— WHAT TO PRODUCE —
Line count for "wall": report how many lines in this material hold that string, with the number alone as the answer.

— GIVEN RECORDS —
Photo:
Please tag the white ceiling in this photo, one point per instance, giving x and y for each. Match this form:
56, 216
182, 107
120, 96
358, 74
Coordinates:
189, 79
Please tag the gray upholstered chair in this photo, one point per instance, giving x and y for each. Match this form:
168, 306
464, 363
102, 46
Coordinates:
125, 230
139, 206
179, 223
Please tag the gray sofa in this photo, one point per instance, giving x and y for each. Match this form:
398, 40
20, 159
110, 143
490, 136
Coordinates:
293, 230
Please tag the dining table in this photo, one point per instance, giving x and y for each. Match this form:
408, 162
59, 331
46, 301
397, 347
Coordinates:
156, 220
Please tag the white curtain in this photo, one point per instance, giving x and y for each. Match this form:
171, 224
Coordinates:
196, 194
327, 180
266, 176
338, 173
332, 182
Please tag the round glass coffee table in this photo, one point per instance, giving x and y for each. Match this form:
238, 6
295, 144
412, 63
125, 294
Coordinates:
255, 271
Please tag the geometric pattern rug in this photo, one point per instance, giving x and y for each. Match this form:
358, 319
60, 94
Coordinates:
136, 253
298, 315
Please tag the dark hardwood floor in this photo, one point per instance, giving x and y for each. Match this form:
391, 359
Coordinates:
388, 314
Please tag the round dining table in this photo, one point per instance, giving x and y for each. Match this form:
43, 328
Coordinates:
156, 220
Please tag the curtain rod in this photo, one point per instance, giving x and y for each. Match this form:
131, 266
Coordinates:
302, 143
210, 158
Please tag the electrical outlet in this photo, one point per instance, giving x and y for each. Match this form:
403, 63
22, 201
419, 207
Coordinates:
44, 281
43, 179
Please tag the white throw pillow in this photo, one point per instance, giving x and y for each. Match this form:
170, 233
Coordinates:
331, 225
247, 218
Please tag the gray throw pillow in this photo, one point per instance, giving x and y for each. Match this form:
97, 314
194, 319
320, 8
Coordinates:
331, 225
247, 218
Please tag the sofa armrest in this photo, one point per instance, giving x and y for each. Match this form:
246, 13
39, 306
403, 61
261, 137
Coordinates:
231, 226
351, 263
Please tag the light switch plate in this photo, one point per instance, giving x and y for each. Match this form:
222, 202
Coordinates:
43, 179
...
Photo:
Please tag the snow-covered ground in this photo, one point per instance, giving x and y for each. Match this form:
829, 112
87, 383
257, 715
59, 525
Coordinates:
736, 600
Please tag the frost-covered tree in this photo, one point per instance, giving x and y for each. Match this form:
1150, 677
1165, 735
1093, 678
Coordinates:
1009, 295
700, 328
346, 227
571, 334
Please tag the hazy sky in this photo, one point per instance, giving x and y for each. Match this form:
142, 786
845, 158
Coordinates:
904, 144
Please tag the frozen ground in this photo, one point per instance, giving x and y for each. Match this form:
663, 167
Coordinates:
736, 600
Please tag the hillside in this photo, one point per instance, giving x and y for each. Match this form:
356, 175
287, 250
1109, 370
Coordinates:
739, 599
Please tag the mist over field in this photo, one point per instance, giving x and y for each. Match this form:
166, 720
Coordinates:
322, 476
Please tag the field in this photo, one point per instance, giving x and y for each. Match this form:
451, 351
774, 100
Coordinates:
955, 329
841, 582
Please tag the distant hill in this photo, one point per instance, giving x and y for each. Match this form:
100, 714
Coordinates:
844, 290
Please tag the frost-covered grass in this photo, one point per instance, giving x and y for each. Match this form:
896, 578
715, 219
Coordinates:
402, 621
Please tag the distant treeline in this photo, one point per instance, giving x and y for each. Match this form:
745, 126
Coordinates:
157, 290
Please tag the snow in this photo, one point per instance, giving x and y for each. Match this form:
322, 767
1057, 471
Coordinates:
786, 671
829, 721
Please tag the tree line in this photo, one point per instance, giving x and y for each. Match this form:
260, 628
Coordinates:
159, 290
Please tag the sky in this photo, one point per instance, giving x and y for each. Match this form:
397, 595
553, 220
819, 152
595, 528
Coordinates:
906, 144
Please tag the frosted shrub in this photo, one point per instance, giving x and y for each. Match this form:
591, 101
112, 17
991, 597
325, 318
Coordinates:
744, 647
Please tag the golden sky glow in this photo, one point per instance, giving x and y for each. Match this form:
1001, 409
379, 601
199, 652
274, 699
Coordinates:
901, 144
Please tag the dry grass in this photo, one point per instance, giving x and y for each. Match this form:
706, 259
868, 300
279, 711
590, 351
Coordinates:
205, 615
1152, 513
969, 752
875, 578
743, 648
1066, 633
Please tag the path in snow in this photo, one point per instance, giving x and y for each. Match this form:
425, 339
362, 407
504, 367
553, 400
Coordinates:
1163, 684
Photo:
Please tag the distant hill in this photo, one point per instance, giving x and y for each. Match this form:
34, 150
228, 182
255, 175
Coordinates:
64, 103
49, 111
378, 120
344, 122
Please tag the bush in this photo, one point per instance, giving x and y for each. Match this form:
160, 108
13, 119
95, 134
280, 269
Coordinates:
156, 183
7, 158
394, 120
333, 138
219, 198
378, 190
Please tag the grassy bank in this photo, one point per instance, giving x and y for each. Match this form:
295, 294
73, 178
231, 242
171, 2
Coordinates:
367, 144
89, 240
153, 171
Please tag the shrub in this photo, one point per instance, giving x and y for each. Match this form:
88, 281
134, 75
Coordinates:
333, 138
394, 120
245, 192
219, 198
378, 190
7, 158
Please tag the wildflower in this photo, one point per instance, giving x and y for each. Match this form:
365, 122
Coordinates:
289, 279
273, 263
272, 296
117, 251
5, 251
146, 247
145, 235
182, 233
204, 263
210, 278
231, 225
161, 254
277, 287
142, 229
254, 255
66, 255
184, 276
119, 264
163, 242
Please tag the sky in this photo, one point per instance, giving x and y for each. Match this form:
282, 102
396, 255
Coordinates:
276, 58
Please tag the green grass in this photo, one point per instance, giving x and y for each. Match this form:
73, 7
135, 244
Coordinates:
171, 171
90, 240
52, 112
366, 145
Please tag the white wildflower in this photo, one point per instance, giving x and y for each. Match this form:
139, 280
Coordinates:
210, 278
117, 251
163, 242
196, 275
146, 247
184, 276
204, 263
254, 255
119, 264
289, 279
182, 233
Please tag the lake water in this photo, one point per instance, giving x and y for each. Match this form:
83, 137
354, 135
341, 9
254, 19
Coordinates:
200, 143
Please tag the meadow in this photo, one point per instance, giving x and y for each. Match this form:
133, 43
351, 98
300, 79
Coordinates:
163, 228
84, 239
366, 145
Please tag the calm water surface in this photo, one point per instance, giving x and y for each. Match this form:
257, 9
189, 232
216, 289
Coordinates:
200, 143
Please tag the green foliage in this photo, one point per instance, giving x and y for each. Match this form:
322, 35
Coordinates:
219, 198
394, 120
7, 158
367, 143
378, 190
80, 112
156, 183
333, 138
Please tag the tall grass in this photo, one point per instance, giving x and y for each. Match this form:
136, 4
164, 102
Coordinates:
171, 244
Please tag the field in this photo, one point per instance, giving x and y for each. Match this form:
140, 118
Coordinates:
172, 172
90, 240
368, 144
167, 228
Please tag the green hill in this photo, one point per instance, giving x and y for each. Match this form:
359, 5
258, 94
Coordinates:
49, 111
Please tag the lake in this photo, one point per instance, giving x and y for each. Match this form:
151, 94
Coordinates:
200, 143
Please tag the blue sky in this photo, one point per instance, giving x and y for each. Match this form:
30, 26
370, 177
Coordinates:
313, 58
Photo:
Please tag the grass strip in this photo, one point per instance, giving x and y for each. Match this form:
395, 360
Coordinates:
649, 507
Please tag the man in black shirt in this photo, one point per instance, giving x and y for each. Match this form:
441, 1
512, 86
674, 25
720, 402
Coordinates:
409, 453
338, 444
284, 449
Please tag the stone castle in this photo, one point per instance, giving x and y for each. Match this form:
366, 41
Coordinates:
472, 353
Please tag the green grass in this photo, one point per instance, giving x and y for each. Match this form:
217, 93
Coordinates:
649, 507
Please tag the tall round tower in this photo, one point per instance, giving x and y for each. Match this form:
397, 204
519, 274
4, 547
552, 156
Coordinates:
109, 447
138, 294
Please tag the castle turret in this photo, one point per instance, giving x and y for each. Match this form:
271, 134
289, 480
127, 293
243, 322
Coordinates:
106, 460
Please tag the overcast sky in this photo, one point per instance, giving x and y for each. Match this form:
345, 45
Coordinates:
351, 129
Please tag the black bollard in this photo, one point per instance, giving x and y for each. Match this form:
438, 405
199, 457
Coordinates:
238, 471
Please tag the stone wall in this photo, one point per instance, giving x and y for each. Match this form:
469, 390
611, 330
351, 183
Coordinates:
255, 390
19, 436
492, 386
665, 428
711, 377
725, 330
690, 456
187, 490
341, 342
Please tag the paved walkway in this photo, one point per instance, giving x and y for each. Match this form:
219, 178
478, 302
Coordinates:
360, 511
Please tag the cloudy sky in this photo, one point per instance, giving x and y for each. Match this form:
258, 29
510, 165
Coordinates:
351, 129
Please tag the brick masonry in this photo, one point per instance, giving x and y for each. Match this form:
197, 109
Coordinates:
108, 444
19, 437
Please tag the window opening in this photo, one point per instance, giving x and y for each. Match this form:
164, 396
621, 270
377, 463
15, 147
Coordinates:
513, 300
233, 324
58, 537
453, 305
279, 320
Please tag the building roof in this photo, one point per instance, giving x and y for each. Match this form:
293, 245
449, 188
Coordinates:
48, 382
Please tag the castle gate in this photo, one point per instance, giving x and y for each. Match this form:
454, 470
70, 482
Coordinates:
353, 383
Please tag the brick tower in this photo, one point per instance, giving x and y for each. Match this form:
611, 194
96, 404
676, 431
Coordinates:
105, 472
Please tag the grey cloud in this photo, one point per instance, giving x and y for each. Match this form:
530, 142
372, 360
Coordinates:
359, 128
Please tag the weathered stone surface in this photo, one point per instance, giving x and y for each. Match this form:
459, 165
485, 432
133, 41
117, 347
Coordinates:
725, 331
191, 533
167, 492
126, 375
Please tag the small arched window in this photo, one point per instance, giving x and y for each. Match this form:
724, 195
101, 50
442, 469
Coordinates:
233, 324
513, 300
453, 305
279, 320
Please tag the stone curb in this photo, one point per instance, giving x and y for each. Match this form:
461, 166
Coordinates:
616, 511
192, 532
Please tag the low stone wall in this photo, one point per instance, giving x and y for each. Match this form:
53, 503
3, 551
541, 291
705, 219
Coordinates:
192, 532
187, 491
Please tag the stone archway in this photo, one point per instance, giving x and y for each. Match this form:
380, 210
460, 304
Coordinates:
* * *
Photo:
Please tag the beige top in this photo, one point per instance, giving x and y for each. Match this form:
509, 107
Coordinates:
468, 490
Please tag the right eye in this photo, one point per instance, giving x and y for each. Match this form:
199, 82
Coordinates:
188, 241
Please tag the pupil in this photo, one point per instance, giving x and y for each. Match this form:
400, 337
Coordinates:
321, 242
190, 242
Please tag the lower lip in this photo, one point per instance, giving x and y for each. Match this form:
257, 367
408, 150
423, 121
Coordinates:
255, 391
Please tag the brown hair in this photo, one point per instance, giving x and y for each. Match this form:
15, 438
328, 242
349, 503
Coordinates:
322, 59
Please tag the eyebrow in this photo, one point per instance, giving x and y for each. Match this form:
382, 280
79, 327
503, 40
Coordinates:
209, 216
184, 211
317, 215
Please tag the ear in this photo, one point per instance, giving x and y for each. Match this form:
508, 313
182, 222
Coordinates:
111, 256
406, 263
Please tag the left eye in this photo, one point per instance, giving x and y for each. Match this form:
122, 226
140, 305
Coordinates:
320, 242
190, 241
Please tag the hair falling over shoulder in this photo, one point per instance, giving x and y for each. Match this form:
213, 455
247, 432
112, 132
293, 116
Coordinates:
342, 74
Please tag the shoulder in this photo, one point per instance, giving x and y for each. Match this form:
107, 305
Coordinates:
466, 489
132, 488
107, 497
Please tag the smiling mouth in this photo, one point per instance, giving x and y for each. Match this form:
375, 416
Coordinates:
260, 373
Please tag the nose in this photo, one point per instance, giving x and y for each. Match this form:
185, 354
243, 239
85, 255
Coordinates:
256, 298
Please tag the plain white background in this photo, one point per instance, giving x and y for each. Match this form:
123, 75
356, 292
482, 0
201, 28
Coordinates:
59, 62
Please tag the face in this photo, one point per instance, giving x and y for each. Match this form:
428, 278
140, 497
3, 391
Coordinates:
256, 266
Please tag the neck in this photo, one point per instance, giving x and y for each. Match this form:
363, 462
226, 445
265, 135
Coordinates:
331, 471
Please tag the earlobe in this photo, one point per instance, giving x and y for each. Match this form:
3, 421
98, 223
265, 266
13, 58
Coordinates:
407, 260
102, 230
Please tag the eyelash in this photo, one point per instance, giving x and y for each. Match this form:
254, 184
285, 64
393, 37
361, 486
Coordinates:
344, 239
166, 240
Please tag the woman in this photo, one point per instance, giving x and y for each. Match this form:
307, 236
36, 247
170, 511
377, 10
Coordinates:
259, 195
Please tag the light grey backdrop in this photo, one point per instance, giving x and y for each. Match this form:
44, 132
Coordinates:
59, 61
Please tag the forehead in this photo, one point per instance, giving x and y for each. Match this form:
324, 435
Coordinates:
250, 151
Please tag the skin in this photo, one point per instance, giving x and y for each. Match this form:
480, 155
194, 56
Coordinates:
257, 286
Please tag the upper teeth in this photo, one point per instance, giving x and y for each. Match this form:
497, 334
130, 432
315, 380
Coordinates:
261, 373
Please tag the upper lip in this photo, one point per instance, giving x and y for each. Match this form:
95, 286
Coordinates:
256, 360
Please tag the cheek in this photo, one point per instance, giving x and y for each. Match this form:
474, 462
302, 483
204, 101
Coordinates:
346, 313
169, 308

— COMPLETED EXERCISE —
2